- **Required work**
From the line with "Identify one point per instance of the man in" through the final line, transcribe the material below character for character; include no other lines.

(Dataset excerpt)
++++++

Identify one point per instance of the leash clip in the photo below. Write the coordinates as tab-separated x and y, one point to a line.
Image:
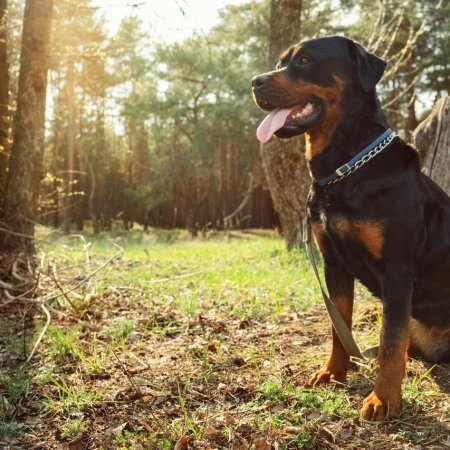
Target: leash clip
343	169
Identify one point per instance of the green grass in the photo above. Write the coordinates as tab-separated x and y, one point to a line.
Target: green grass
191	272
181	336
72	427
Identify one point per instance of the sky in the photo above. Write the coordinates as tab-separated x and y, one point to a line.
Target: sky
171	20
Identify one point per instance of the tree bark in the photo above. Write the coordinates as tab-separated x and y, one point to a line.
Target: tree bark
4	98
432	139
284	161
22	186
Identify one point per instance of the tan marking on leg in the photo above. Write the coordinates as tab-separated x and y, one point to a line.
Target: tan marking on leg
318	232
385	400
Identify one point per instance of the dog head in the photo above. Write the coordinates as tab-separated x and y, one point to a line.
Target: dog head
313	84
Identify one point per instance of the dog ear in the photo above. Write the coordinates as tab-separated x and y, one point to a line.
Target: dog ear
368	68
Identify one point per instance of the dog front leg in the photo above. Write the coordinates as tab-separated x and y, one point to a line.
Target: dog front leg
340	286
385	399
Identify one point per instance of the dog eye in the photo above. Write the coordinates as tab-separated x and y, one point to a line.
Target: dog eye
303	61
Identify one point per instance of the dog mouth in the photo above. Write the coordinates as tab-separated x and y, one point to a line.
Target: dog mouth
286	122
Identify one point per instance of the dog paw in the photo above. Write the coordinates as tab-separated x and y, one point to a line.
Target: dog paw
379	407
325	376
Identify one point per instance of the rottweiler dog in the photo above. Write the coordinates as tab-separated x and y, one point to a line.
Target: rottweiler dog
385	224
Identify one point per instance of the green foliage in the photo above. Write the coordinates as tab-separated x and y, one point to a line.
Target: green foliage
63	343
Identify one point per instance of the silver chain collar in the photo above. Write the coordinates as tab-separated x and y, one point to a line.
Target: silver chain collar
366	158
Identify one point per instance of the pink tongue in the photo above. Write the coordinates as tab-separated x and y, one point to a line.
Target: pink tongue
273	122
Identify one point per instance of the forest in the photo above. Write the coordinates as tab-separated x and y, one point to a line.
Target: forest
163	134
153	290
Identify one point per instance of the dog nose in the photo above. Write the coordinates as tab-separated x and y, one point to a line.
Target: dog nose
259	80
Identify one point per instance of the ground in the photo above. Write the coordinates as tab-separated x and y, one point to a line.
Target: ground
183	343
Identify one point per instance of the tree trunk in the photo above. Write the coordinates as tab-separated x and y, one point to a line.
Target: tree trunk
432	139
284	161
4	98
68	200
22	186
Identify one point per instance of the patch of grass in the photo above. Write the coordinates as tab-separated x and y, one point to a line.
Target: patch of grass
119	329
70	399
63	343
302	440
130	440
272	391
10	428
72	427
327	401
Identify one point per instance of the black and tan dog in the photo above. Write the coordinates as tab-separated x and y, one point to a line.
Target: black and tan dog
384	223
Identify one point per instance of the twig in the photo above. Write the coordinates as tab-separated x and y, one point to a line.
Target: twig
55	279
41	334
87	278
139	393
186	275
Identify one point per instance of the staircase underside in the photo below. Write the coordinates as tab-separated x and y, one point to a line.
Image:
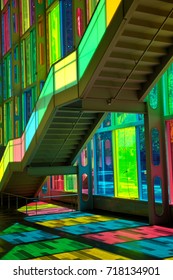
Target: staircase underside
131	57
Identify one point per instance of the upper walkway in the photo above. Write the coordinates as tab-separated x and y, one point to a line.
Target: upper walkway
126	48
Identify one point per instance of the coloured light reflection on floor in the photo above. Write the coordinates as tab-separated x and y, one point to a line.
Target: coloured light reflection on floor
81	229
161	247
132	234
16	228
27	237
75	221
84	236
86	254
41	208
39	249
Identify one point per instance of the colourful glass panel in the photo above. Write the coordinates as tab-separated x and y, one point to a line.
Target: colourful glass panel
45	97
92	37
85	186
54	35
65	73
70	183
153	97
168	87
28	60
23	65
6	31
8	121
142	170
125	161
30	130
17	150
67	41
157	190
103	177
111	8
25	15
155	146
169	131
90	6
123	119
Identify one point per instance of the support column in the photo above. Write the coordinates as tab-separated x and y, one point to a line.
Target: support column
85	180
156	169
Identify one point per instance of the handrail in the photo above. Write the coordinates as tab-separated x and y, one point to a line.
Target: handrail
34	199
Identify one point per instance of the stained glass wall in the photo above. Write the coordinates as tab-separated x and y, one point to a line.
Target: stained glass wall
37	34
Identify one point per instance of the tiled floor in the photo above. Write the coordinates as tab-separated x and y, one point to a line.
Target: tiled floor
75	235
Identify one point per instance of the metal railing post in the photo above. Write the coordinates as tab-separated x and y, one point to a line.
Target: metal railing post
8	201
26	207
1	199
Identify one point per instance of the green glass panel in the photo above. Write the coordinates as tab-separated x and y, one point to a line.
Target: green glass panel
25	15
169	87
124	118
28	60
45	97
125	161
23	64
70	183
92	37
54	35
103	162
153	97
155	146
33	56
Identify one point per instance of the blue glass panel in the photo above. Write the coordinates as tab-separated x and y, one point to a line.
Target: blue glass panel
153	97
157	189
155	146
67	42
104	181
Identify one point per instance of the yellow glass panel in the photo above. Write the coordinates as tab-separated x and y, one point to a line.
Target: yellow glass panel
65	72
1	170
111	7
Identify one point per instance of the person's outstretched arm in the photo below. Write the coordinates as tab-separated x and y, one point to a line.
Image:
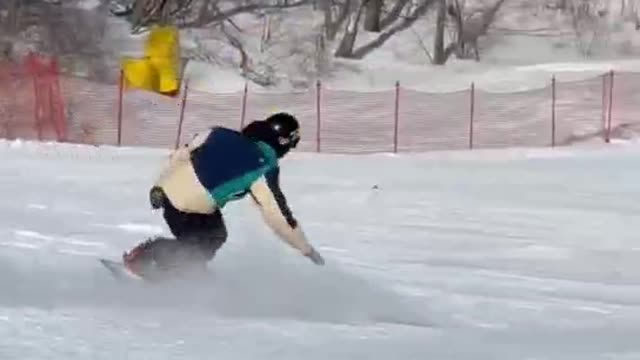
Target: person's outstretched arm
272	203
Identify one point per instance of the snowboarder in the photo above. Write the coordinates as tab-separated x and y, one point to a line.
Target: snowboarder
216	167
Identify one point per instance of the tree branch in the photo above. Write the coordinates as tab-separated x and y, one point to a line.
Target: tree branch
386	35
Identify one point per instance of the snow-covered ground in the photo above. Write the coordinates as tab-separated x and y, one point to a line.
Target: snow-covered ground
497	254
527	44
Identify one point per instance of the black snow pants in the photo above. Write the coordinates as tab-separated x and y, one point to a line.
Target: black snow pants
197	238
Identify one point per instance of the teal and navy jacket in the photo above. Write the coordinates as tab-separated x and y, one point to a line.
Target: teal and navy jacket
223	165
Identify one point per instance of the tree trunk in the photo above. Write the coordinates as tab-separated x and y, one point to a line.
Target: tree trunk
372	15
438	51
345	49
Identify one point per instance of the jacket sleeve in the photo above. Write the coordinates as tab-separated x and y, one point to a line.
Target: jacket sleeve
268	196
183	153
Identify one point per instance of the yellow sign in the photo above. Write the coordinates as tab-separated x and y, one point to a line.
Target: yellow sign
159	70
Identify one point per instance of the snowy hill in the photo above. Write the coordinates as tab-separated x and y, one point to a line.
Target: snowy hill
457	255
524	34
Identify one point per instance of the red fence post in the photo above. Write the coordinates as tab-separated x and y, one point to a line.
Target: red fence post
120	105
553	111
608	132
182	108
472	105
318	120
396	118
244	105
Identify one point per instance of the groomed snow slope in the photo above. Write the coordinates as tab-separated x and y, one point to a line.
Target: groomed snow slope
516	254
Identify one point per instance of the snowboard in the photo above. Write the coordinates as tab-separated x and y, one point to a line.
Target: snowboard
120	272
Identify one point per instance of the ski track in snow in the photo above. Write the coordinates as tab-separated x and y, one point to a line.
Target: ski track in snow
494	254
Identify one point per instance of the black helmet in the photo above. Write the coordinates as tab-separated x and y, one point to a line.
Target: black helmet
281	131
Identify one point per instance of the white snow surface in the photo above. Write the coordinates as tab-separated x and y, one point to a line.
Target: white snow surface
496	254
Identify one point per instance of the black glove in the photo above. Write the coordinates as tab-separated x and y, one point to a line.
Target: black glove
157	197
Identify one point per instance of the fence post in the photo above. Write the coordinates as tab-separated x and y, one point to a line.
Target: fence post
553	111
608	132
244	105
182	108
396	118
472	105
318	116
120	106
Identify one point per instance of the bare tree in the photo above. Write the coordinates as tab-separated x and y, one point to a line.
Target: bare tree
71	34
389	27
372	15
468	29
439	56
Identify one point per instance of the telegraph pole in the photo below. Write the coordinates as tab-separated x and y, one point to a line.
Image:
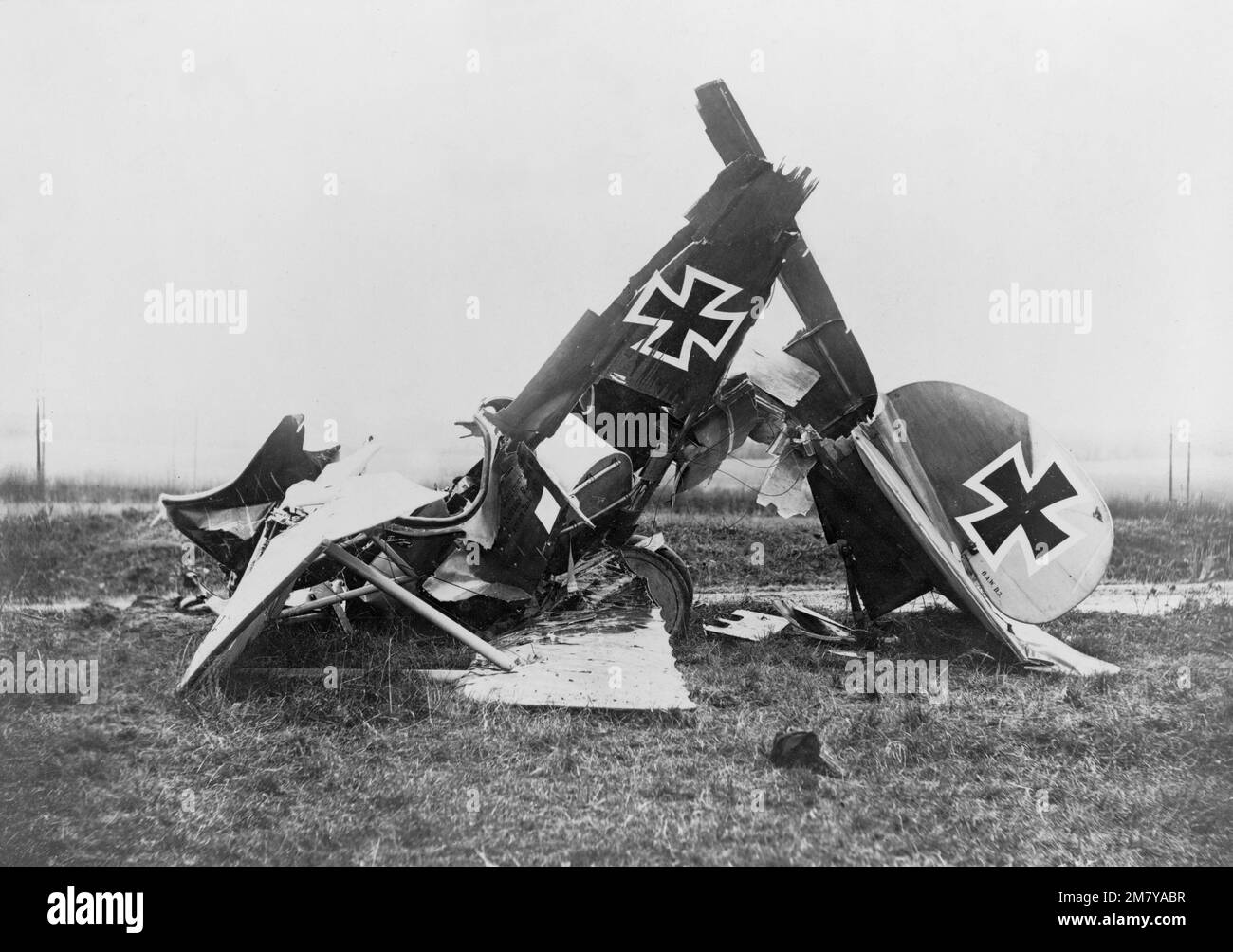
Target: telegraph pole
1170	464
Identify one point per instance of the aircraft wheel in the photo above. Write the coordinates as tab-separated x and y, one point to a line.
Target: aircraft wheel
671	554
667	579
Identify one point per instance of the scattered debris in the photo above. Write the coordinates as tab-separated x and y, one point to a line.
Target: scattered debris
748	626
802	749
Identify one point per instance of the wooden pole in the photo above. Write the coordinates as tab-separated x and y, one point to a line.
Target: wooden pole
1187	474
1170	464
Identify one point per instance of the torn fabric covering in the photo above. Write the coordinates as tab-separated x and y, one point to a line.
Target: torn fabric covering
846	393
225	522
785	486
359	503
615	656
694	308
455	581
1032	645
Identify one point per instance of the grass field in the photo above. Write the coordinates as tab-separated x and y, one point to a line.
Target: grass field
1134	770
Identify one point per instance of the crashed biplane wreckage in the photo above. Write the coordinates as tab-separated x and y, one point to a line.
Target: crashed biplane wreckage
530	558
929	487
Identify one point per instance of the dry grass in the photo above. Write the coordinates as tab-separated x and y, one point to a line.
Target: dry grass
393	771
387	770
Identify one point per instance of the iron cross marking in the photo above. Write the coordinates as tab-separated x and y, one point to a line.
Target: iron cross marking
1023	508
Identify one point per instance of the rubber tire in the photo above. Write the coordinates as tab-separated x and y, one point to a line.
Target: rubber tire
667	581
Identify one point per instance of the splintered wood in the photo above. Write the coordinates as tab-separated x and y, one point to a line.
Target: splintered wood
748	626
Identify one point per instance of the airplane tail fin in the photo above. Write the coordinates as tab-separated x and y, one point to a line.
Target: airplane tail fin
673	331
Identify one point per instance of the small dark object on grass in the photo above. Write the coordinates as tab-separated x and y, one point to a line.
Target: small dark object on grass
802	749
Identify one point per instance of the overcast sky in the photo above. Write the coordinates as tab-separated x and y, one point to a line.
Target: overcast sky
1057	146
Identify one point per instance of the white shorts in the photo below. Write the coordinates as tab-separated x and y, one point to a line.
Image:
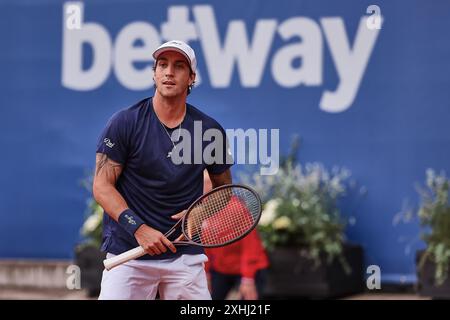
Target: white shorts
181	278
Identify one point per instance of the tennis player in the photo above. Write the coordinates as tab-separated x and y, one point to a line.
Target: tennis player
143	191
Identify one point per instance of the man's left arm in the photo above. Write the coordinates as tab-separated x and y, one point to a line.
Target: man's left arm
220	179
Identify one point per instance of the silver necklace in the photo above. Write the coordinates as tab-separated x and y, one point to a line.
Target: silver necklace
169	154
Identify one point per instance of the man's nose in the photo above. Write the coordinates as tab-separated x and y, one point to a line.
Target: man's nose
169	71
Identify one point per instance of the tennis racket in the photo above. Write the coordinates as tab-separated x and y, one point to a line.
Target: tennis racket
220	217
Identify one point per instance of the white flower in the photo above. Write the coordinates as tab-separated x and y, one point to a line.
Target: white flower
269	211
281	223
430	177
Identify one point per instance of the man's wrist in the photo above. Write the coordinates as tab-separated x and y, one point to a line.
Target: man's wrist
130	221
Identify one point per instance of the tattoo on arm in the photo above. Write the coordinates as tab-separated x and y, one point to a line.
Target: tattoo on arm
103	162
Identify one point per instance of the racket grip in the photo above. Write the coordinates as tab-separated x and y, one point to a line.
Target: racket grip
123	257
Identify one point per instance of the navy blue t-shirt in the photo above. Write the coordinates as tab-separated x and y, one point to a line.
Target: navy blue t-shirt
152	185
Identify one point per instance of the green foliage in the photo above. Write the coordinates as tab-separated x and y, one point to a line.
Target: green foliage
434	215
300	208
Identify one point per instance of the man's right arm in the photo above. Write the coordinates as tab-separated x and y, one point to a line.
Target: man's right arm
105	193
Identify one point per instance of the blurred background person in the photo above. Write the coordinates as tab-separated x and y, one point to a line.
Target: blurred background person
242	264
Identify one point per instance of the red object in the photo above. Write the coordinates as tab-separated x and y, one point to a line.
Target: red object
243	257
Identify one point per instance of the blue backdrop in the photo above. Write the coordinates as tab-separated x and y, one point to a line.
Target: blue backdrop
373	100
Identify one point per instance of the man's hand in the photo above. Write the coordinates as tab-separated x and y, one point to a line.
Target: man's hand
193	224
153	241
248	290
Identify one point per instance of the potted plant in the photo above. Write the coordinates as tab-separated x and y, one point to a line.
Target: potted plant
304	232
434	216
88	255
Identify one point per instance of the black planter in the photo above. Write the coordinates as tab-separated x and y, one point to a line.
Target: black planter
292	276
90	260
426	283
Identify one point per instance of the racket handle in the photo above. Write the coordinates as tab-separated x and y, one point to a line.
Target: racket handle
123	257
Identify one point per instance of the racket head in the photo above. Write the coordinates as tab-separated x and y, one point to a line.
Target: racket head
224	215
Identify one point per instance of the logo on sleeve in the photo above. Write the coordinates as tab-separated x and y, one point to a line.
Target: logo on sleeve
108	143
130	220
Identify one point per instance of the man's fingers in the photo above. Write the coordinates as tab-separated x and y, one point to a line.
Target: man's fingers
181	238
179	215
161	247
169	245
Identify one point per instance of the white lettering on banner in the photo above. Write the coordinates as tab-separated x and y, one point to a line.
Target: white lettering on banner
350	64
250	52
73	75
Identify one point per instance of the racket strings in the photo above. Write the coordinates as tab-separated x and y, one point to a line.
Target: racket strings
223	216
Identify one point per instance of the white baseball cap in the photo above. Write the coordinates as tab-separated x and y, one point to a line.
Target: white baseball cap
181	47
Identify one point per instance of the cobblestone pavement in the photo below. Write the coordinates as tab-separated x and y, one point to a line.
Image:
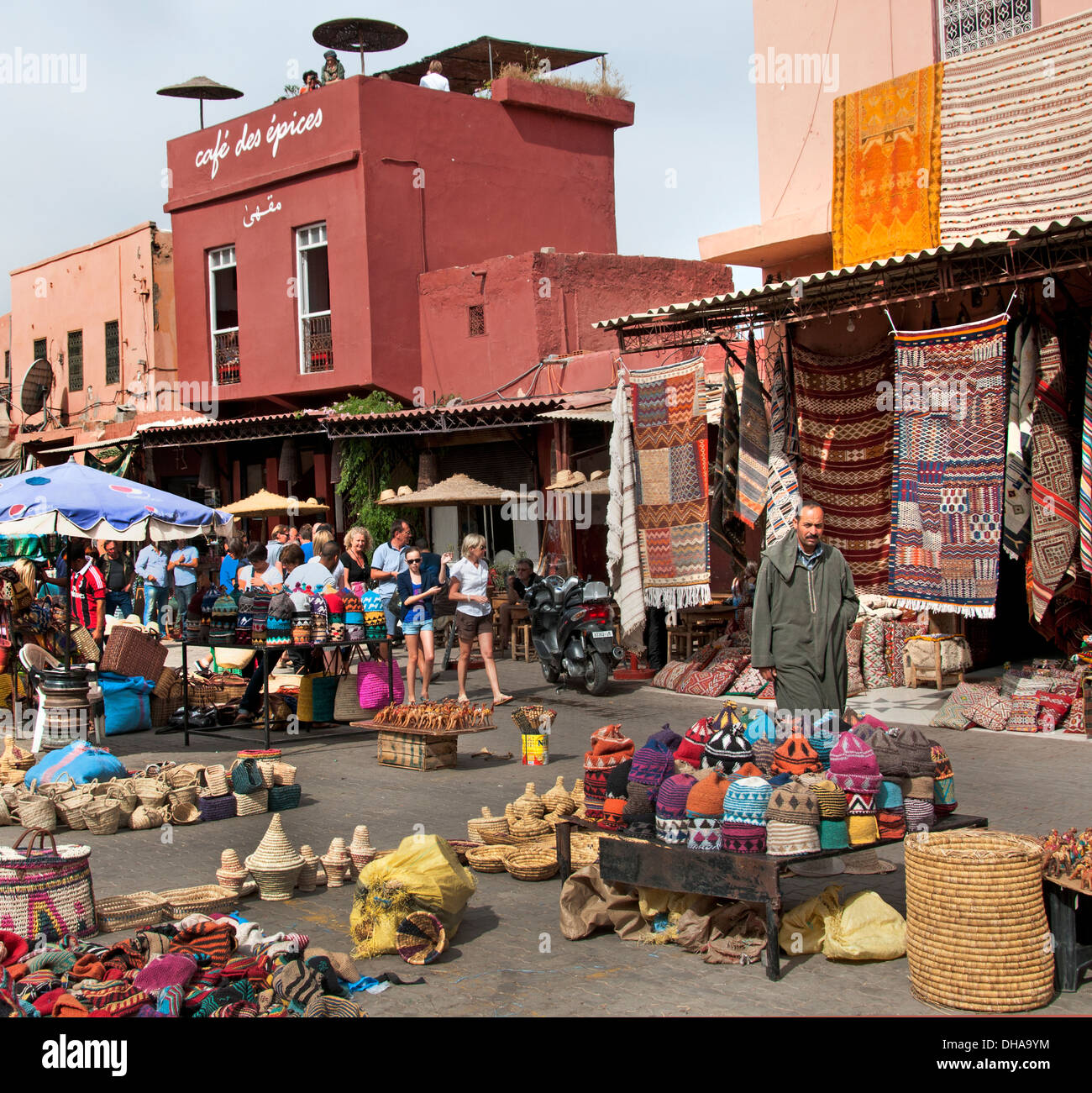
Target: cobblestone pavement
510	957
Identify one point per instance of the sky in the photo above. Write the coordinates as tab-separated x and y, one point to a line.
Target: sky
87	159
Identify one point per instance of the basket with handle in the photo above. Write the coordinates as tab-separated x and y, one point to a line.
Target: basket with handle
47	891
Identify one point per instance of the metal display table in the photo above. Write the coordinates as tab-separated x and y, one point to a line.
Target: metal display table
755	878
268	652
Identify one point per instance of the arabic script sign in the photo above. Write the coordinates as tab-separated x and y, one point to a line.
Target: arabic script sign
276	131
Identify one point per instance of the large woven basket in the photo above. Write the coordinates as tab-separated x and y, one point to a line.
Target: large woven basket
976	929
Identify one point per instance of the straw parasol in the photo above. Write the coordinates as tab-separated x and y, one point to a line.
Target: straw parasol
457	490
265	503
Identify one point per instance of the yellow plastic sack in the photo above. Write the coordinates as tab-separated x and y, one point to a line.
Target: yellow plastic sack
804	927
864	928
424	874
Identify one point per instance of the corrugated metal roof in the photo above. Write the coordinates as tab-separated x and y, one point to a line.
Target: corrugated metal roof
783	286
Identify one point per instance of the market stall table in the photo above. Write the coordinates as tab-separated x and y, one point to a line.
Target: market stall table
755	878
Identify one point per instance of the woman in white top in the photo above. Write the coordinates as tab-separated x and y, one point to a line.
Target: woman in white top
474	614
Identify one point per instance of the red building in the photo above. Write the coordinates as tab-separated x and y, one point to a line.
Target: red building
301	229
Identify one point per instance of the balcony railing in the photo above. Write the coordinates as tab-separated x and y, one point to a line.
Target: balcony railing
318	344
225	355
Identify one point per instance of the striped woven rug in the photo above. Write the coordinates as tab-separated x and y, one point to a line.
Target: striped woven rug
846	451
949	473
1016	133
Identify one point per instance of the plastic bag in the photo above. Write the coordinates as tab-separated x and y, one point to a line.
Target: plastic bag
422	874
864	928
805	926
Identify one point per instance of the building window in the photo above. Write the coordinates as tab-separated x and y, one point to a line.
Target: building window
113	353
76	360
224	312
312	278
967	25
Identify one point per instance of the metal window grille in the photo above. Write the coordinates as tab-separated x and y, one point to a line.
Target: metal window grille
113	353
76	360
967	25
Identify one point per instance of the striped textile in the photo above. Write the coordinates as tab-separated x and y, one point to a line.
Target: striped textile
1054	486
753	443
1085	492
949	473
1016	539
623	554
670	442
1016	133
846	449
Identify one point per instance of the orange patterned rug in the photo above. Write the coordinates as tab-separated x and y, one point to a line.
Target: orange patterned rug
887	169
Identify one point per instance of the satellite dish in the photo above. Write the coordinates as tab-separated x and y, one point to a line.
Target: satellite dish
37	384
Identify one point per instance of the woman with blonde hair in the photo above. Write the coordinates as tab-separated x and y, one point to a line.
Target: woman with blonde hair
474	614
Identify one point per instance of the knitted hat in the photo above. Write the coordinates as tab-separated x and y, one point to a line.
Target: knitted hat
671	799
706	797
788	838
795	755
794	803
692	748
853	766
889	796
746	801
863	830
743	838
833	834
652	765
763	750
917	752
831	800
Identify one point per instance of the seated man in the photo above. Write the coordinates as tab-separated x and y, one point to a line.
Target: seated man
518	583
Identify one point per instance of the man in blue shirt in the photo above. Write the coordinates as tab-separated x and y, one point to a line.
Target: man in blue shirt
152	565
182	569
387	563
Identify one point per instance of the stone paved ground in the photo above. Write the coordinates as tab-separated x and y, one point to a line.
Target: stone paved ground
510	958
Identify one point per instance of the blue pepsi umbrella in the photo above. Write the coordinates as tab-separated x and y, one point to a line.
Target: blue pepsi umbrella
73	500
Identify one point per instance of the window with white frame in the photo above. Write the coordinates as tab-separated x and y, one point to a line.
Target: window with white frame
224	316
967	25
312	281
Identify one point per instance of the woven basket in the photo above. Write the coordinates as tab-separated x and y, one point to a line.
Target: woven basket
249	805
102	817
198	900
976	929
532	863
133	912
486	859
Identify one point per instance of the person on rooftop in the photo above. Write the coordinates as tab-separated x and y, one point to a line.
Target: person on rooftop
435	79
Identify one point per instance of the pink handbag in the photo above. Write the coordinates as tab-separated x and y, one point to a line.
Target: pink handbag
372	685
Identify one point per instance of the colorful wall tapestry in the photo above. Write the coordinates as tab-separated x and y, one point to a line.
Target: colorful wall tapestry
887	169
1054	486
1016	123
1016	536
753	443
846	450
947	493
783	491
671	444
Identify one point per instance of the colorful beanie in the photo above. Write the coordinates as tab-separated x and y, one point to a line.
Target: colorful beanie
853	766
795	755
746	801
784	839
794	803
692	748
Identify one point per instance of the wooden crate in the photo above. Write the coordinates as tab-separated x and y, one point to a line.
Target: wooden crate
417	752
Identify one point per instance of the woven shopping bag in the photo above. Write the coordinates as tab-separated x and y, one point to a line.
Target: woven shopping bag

++++++

- **Result**
Identify one point per instance of the man in blue shirt in the photo above. Write the coordinates as tab-separated x and y, one point to a line.
Target: man in blue shirt
152	565
182	569
387	563
Identify one point per instance of the stone paved ground in the photo above. Write the coordinates as tab-separated x and y, one point to a line.
Target: stone paved ground
510	958
Identify one point per instance of the blue pepsi umbrella in the photo above. Write the coordinates as tab-separated x and y, one point to a line.
Target: blue pepsi umbrella
73	500
Identify one point per instance of the window with white frame in the photo above. Write the coordinates as tab-separated x and y, one point to a line.
Target: window with white frame
224	316
967	25
312	281
Identify one point per instance of the woven basket in the photo above. Write the coordinates as tab-separated x and y, one point to a line.
Target: woven basket
249	805
102	817
198	900
976	929
532	863
133	912
486	859
Identify one point per instance of the person on rooftop in the photo above. Write the coordinates as tab-separated x and y, one point to a line.
Target: person on rooftop
435	79
Identify one point per instance of the pink handbag in the photo above. Write the coordinates as tab-separated x and y, one point to a line.
Target: pink handbag
372	685
Identify one point per instance of the colorful wall tapestry in the photo above. Write the coordinates as tab-separated x and y, one point to a line.
Target: colorful wall tapestry
887	169
1054	486
1016	123
1016	536
753	443
846	450
947	493
783	491
671	444
Identify one point per instance of the colorful beanie in the photo above. Write the coordinates as tab-separated x and y, one point to a line.
Target: colorful beanie
853	766
795	755
746	801
784	839
794	803
692	748
Identify one point per instance of the wooden crate in the photo above. Write the coordinates as tab-separated x and y, one point to a line.
Target: wooden crate
417	752
Identify one point per instance of the woven shopping bag in the photo above. Write the coordinates as tab-separated x and y, one point to a line.
Target: woven shopping bag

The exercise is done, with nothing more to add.